──────── DATA TO USE ────────

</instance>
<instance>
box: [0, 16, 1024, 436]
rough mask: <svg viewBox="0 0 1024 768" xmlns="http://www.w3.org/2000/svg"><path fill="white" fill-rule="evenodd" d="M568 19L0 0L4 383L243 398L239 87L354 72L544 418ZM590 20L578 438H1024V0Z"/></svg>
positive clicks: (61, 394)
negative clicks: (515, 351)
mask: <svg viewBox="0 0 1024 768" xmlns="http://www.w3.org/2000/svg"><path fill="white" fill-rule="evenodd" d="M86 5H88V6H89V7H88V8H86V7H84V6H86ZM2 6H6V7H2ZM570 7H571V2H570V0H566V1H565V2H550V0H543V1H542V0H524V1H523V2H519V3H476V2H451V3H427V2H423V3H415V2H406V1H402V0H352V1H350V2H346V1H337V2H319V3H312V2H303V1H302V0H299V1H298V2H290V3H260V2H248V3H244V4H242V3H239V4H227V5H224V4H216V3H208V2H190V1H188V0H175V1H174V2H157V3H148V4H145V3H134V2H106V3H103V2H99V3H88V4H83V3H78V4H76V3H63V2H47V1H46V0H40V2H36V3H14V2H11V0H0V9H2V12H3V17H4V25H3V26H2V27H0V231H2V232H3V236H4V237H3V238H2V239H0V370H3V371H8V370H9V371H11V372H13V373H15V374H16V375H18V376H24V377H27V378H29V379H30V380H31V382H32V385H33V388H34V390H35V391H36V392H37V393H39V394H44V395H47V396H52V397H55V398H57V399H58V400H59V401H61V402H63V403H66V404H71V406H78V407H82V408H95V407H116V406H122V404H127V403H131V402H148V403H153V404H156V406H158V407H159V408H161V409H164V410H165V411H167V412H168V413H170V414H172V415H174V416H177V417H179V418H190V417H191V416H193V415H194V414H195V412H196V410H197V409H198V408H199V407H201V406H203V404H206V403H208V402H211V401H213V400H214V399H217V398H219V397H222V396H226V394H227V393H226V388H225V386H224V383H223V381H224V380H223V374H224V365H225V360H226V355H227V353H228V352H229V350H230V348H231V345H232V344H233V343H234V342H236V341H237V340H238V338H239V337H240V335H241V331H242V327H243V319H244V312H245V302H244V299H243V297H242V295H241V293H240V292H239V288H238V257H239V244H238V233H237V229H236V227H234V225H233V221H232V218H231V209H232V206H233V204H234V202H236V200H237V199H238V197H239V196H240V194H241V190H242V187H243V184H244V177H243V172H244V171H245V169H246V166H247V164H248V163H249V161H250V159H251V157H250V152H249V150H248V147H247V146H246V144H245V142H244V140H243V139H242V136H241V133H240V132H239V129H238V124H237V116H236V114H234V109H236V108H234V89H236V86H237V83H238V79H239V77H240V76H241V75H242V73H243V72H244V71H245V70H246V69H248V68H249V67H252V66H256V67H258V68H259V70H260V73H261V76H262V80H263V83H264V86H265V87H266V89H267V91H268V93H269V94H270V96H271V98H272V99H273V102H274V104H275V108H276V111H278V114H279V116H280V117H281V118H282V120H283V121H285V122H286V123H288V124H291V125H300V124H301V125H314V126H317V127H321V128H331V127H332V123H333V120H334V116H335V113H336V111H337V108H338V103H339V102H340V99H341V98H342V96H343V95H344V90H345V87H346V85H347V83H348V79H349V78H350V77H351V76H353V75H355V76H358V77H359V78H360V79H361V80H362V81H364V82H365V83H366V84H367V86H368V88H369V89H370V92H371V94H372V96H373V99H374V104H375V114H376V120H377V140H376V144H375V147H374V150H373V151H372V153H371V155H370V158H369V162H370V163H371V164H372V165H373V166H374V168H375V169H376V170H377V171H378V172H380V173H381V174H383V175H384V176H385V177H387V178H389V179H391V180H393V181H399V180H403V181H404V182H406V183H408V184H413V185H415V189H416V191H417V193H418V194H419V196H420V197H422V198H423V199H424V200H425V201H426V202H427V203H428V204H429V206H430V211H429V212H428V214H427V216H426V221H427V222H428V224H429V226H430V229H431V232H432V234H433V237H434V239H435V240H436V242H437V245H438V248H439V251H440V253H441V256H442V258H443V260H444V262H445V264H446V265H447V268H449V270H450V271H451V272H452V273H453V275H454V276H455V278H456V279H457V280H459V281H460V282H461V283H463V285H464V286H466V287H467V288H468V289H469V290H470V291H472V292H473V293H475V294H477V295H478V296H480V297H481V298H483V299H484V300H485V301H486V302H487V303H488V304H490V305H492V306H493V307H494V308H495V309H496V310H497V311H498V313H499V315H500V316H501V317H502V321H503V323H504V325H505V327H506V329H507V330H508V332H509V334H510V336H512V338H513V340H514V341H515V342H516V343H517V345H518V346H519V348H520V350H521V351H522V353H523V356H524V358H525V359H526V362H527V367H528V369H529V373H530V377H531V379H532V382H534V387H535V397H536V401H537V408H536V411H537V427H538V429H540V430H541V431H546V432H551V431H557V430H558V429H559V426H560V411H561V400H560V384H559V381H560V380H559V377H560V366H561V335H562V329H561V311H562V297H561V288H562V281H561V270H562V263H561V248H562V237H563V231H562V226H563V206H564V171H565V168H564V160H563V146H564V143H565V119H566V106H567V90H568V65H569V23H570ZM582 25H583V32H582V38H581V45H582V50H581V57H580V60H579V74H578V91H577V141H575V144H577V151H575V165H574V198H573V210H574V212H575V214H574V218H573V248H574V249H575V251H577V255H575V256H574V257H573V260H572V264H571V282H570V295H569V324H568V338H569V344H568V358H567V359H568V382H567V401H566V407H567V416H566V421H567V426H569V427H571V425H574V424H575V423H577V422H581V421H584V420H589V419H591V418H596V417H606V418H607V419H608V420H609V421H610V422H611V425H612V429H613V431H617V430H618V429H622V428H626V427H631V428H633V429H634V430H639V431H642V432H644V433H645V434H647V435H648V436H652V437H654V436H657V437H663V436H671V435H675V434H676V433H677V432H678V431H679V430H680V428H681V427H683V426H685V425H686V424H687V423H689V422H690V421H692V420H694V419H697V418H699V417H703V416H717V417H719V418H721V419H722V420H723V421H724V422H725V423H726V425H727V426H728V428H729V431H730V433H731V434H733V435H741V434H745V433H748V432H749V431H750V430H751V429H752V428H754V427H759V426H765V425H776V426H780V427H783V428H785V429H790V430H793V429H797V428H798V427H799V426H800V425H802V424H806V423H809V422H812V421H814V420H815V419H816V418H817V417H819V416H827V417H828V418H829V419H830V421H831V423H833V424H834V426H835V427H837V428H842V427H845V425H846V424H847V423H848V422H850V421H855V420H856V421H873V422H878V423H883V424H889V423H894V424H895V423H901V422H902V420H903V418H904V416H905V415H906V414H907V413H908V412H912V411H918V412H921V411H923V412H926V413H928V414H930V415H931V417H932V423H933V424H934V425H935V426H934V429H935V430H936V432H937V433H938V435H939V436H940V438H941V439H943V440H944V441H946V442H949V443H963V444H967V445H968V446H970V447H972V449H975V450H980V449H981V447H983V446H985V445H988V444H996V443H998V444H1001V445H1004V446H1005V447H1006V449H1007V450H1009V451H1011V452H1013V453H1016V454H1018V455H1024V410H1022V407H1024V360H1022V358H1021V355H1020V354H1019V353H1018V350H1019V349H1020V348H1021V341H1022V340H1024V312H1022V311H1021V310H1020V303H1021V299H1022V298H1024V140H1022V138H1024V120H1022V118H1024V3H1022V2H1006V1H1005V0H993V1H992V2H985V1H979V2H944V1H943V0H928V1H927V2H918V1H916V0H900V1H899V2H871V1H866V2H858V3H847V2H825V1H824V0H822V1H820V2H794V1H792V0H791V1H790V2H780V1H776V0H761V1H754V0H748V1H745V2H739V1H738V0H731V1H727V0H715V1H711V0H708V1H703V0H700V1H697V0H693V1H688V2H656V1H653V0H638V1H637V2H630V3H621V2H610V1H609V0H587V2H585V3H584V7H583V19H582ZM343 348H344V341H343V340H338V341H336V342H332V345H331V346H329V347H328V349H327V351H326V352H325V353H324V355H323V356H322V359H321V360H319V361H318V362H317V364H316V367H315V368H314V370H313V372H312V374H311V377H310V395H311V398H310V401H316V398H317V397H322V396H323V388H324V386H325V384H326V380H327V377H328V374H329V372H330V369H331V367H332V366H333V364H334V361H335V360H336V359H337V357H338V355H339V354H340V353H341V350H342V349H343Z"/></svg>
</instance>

────────

TASK DESCRIPTION
Copy the items above word for word, everything from the very start down to the line that contains "negative clicks: (515, 351)", both ends included.

THE COMPLETED TASK
</instance>
<instance>
box: [0, 16, 1024, 436]
rough mask: <svg viewBox="0 0 1024 768" xmlns="http://www.w3.org/2000/svg"><path fill="white" fill-rule="evenodd" d="M568 19L0 0L4 383L243 398L239 87L354 72L544 418ZM590 20L578 438H1024V0Z"/></svg>
positive clicks: (61, 394)
negative clicks: (515, 351)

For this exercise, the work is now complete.